• [What the task asks] Transcribe the passage of the text on the antiwork movement between "Tik Tok’s #burnouts" and "and inequality widens.", inclusive.

• [Extracted text]
************

COVID-19

#Antiwork & the Digital Praise of Idleness

Tiran Bajgiran

Tiran Bajgiran is a student at Harvard Law School.

“If hard work were such a wonderful thing, surely the rich would have kept it all to themselves.”

Lane Kirkland

Is a worker revolution quietly brewing in cyberspace?

The Covid era has witnessed unprecedented grassroots mobilization of workers on digital platforms, who are finding community in pushing back against exploitative employers. Common to these scattered online movements is a rejection of the centrality of work as an organizing cultural and societal principle.

On Reddit, the r/antiwork forum saw a 500% growth in subscribers through the pandemic, reaching 1 million self-proclaimed “idlers” committed “to start a conversation to problematize work as we know it”; and to resist a culture that values “the needs and desires of managers and corporations above and beyond workers”. In the online community’s library, suggested readings include philosopher Bertrand Russel’s In Praise of Idleness; anthropologist David Graeber’s rant on bullshit jobs; and even “Fiction with Anti-Work Themes” including Herman Melville’s Bartleby, the Scrivener. Overarching the subreddit discussions is the Keynesian dream of a future in which technological innovation and efficiency gains would usher “a golden age of leisure” with a 15-hour work week – a post-work imaginary where creativity and productivity are not monopolized by the employment relation, that is, waged labor. “A lot of people mistake antiwork for being lazy, and like nothing has to ever get done,” says u/rockcellist, a moderator of the subreddit. “But the truth of the matter about antiwork … is that obviously things have to get done, but the current structure in which things get done and the way that capital flows as they get done is unfair and should be nonexistent.”

Twitter witnessed a viral “Nobody Wants to Work Anymore” meme, kickstarted by a worker uploading a video of a McDonald’s drive-thru sign reading: “We are short-staffed. Please be patient with the staff that did show up. Nobody wants to work anymore.” The meme triggered an avalanche of pictures of similar signs from businesses across the country, eliciting a broader conversation on worker exploitation that immediately outgrew the service industry. Lucidly capturing the internet’s pulse, former Secretary of Labor Robert Reich tweeted: “Let’s get one thing straight: there is no labor shortage. There is a shortage of employers willing to pay their workers a living wage. Instead of: no one wants to work anymore. Try: no one wants to be exploited anymore.”

Tik Tok’s #burnouts section attracted 205 million views, fueling withering commentary on the futility and frustration of toiling away for long hours at “bullshit jobs”, mostly by youth. In May, well-known Youtuber Katherout posted a video entitled “I no longer aspire to have a career”, triggering a wave of similar commentary from young influencers skeptical of careerism.

Offline Backdrop: Topsy-Turvy Job Market Post-Covid

This moment of internet solidarity is not happening in a digital vacuum. It aligns with an offline growth in union membership in the US throughout Covid – as well as the highest approval rate of labor unions in fifty years.  It must be understood against the backdrop of the “Great Resignation”, as disillusioned workers quit their jobs en masse – fed up with wages that have been on the decline for decades, while student debt rises, and inequality widens.

************

[Records from a dataset]
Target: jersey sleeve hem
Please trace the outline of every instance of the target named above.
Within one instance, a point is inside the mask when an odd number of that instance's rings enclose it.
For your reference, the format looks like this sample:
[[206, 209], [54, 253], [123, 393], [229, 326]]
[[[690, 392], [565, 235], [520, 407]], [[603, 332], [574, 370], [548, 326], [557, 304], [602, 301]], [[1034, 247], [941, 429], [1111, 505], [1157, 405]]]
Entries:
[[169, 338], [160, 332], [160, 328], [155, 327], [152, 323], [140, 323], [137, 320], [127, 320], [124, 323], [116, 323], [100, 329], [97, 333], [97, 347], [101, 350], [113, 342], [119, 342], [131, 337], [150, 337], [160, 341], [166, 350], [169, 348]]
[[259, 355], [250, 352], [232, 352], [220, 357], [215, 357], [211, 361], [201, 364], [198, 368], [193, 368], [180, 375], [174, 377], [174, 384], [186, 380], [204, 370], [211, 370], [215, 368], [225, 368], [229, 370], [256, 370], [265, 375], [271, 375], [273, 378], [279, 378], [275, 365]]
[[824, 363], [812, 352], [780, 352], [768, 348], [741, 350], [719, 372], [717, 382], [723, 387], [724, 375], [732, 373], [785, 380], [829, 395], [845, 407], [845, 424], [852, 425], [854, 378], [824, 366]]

************

• [Response to the exercise]
Tik Tok’s #burnouts section attracted 205 million views, fueling withering commentary on the futility and frustration of toiling away for long hours at “bullshit jobs”, mostly by youth. In May, well-known Youtuber Katherout posted a video entitled “I no longer aspire to have a career”, triggering a wave of similar commentary from young influencers skeptical of careerism.

Offline Backdrop: Topsy-Turvy Job Market Post-Covid

This moment of internet solidarity is not happening in a digital vacuum. It aligns with an offline growth in union membership in the US throughout Covid – as well as the highest approval rate of labor unions in fifty years.  It must be understood against the backdrop of the “Great Resignation”, as disillusioned workers quit their jobs en masse – fed up with wages that have been on the decline for decades, while student debt rises, and inequality widens.